SET EXERCISE: From the records below, pull out the lines from the one containing "of the sandy" up to and including the one containing "of the fallen", and reproduce them verbatim. Leave the pictures out.

PROVIDED MATERIAL:
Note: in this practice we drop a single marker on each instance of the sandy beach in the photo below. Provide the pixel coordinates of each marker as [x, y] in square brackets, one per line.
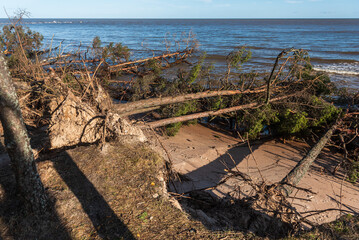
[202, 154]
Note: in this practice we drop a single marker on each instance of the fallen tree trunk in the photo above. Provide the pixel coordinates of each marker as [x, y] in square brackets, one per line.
==
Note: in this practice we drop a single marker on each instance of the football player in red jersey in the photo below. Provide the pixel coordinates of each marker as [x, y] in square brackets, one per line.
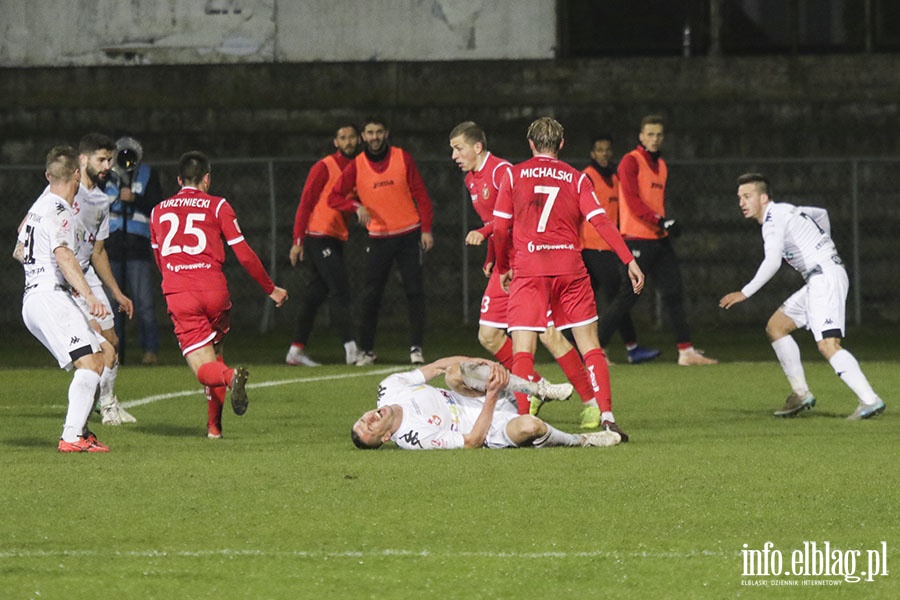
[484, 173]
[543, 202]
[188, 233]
...
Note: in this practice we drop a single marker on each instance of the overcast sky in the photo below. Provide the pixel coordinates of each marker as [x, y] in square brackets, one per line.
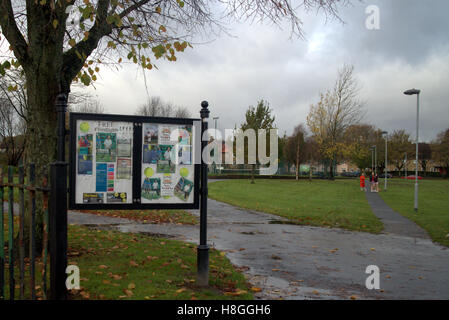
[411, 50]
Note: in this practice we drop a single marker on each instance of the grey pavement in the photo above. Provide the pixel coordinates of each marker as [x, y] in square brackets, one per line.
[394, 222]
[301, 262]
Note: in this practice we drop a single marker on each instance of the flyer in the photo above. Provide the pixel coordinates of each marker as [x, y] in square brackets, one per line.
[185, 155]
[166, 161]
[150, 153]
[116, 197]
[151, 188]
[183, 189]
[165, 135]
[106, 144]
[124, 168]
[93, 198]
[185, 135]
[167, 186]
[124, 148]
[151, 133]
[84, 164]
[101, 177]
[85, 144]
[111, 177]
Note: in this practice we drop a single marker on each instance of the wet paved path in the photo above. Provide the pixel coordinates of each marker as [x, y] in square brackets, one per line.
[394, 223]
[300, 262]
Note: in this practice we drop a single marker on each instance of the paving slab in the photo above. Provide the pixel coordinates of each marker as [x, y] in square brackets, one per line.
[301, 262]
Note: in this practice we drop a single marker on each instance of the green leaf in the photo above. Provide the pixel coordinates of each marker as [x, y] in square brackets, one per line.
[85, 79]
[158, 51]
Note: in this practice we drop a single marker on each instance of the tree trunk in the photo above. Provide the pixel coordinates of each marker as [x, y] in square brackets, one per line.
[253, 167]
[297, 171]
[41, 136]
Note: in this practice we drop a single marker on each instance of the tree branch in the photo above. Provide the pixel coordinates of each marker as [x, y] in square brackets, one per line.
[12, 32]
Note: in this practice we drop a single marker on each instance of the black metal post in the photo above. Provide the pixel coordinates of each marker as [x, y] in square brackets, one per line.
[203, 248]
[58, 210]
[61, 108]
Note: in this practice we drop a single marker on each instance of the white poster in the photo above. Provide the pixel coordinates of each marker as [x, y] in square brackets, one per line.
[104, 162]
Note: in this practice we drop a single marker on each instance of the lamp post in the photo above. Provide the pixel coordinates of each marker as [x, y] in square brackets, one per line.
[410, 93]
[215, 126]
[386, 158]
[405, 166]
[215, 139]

ANSWER TO THIS TASK:
Note: in this practice we drop a single marker on each instance of the sandy beach in the photo below. Provide the pixel coordinates of each marker as [x, y] in square brackets, one per line.
[202, 154]
Note: in this practice we drop a single marker on each instance of the fallen tree trunk in the photo above. Provide the pixel coordinates of each marker as [x, y] in square brackets, one per line.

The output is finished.